Selected text:
-.-.-
[Beowulf] Re: GPU boards and cluster servers.

Robert G. Brown rgb at phy.duke.edu
Tue Sep 9 15:23:38 PDT 2008


On Tue, 9 Sep 2008, Mark Hahn wrote:

> for small sites or individuals, it make a lot of sense (for the vendor)
> to try to filter out some of the randomness of support calls before
> committing a person.  of course, a good CRM system would help this - perhaps
> that's why RGB gets satisfaction from Dell...

It's not just me -- "Duke" does a lot of business with Dell.  A good
campus rep that you can call and talk to and who will drop the
Windowscrap from systems that "always" come with Windows via their
browser interface go a long way.

Don't get me wrong -- I'm not advertising Dell.  If anything, I'd
advertise Penguin as I like their nodes better than Dell's.  I'm just
stating that it isn't fair to cross off Dell from any consideration
because there is something "crazy" about buying from Dell.  I buy stuff
from Dell all the time.  Lots of departments at Duke, including
physics, get lots of stuff from Dell (not usually cluster nodes, but we
even have a few of those and don't AUTOMATICALLY refuse to consider
them).

I've had mixed experiences with Dell.  As Greg pointed out somewhat
wryly, Dell laptops haven't been absolutely reliable -- IBMs in the past
have often been better built (although my M1530 seems rock solid,
compared to my past latitude and inspirons -- even the hinge is finally
"firm" instead of flimsy and compares well with my lenovo).  But Dell
has fixed them, quickly and with minimal hassle.
-.-.-
Set exercise 1: In the Beowulf mailing list post, whose nodes does the writer say they like better than Dell's?
Set exercise 2: Carry on writing the Beowulf mailing list post about Dell from the point where it stops.

Available data:
-.-.-
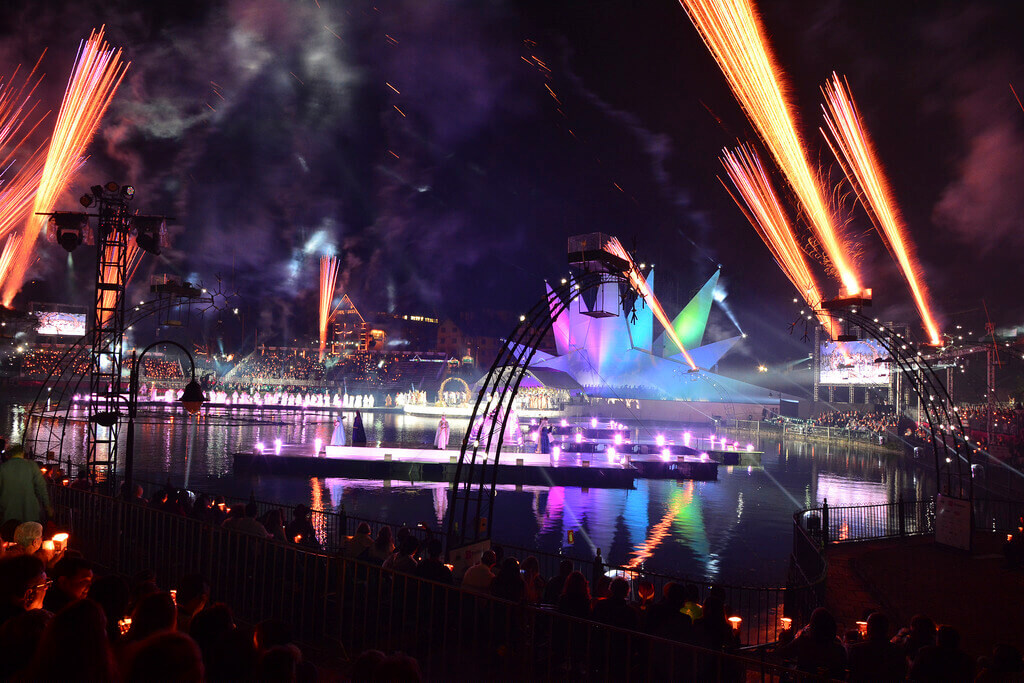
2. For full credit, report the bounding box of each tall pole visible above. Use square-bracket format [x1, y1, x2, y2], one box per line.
-.-.-
Reply 1: Penguin's.

Reply 2:
Overall, I'd give Dell a B in terms of hardware quality averaged over
many years -- not terrible, not the best (where Penguin would get an
easy A).  It would get an A in terms of service, where Penguin also gets
an A although it is really hard to tell when nothing really breaks.
Dells are a bit cheaper, IIRC from my last comparison, per expected
compute operation.  So one is left judging the marginal differential
cost of slightly more reliable hardware (saving human time and hassle
when it doesn't break) vs slightly cheaper hardware that MIGHT break
slightly more often.

Not a knee jerk decision.

> I _do_ wish it was a bit more common to have onsite spares.  not sure why 
> vendors (HP at least) don't like to do this.  maybe just that it might
> get kicked around or otherwise abused...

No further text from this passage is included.